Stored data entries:
____________________

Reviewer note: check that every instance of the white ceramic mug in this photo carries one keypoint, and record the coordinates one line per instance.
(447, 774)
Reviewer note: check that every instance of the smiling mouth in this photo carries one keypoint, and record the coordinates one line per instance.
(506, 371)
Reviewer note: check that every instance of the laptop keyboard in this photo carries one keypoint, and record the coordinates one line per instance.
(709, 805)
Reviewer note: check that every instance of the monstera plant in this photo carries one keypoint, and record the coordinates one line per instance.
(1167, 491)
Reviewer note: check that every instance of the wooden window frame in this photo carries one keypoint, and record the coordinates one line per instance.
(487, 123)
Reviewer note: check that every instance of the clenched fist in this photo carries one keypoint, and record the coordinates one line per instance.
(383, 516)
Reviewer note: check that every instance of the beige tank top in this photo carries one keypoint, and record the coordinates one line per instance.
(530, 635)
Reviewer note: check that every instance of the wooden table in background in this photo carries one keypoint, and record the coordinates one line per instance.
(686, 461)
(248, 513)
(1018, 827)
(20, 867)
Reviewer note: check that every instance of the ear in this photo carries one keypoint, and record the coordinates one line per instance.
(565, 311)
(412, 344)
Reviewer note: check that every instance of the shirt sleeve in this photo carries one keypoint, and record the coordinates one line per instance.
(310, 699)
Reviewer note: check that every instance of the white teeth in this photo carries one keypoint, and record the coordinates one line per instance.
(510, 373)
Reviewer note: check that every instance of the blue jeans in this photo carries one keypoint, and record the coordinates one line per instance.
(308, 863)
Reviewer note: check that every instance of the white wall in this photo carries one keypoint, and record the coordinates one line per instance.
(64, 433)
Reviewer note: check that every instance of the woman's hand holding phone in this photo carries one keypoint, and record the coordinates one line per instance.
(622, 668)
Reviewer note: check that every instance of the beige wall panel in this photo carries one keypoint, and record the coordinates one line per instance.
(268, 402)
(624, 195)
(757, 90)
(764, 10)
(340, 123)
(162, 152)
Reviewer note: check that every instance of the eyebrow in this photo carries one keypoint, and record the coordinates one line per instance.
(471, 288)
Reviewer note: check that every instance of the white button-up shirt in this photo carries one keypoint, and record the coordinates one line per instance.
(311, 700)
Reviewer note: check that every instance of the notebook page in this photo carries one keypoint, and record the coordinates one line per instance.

____________________

Would you please give all of the records again exactly as they stand?

• [Task result]
Reviewer note: check that every instance of the white ceramic mug in this photo carries one keypoint, and record the coordinates one line per instance.
(447, 774)
Reviewer note: check that every instance of the smiling mouth in this photo carries one keypoint, and record the coordinates one line per instance.
(506, 371)
Reviewer note: check that every instance of the laptop keyboard in this photo carries one keypoint, and record the coordinates one line per instance.
(709, 805)
Reviewer note: check that every instance of the monstera plant in this photo carries one keypoint, and record the coordinates one line per instance.
(1167, 491)
Reviewer note: check that every instance of the wooden window frame in this photo carries one keypoint, and record the coordinates one line per instance.
(487, 123)
Reviewer note: check that every instance of the clenched fist in this photo carries one keypoint, and record the coordinates one line per instance.
(383, 516)
Reviewer note: check that every instance of the beige tank top in this photo carries one keypoint, and record the coordinates one line per instance.
(530, 635)
Reviewer note: check that every instance of the wooden table in background in this photo carries one keypoint, and record the coordinates one line per instance.
(686, 461)
(248, 513)
(1018, 827)
(20, 867)
Reviewer note: check that every instance of the ear in this photo carries one keypoint, and record the coordinates one line per instance.
(565, 311)
(412, 344)
Reviewer note: check that every instance of the shirt sleeve in this photo carries one keypoint, and record the coordinates one line per instance.
(310, 699)
Reviewer note: check that every instance of the white teeth in this photo carries one keypoint, and record the coordinates one line per instance.
(510, 373)
Reviewer note: check that every instance of the blue jeans in this photo carries one keypoint, and record the coordinates one line per instance.
(308, 863)
Reviewer note: check that every instance of the white wall in this photo carries one keypoint, and record the coordinates one line per instance.
(64, 433)
Reviewer note: check that every instance of the woman's hand holding phone in this photo carries one keypoint, and record the coordinates one line per instance.
(622, 668)
Reviewer note: check that every instance of the beige wall panel in this photo carries one keypoint, and record the coordinates one line per instance.
(268, 402)
(624, 195)
(757, 90)
(764, 10)
(340, 123)
(162, 152)
Reviewer note: check that every instance of the eyebrow in this photo carries one keypoint, and record the coordinates one line per instance.
(471, 288)
Reviewer note: check that every instance of the white button-up shirt in this photo carries one keypoint, and record the coordinates one line per instance.
(311, 700)
Reviewer note: check that every instance of the notebook page in this photo carries one keypoint, and record the coordinates one line per instance.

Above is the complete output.